[Given text Boundary: Start]

Is There Asbestos in My Makeup?
Throughout the 20th century, and especially the first half of it with the World Wars occurring, the United States was putting a large part of its resources into adequately equipping the military to ensure that they succeeded in combat. Asbestos, a fibrous mineral soon became everybody's saving grace, as its fireproofing qualities and its low cost allowed for cheap military equipment to be built quickly and in large amounts in order to be sent to the combat zones so that operations would not be comprised by faulty apparatus. However, as the popularity of the miracle fiber increased, it inevitably made its way into the day-to-day medium as well. Pipes and electrical wiring were lined with asbestos mixtures in a growing number of households despite the serious concerns about such an exposure being raised by a few medical professionals at the time, including the Surgeon General himself. Nowadays, it is a well-known fact that asbestos exposure is the cause of mesothelioma, a grave form of cancer that only generally has a two years life expectancy after diagnosis.
The Makeup Industry and Asbestos
When it comes to asbestos in make-up, its presence in the compounds has been explained by its association with talc, which is a component of many products in the cosmetic industry due to its quality of absorbing moisture. Both talc and asbestos are minerals and in most instances, in their natural states, they are found in the same deposits in the ground. The concern regarding the contamination of talc with asbestos fibers dates back to the 1970s when regulations of asbestos use were in motion.

[Given text Boundary: End]

# Exercise description
Answer these questions from the text on asbestos in makeup:
1. Which disease does the text name as caused by asbestos exposure?
2. What quality of talc makes it a component of many cosmetic products?
3. To what decade does concern over talc contaminated with asbestos fibers date back?
The records below have nothing to do with the text on asbestos in makeup.

[Input data Boundary: Start]

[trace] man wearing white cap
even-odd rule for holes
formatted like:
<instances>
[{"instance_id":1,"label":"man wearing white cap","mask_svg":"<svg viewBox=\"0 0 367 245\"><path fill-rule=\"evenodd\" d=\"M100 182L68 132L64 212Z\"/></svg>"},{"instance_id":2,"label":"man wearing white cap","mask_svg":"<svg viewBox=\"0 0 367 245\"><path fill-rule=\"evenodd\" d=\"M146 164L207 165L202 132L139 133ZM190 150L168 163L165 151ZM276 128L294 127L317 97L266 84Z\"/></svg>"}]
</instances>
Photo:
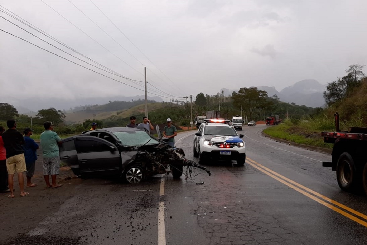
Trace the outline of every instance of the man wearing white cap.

[Input data Boundary: End]

# Response box
1. Mesothelioma.
2. Its quality of absorbing moisture.
3. The 1970s.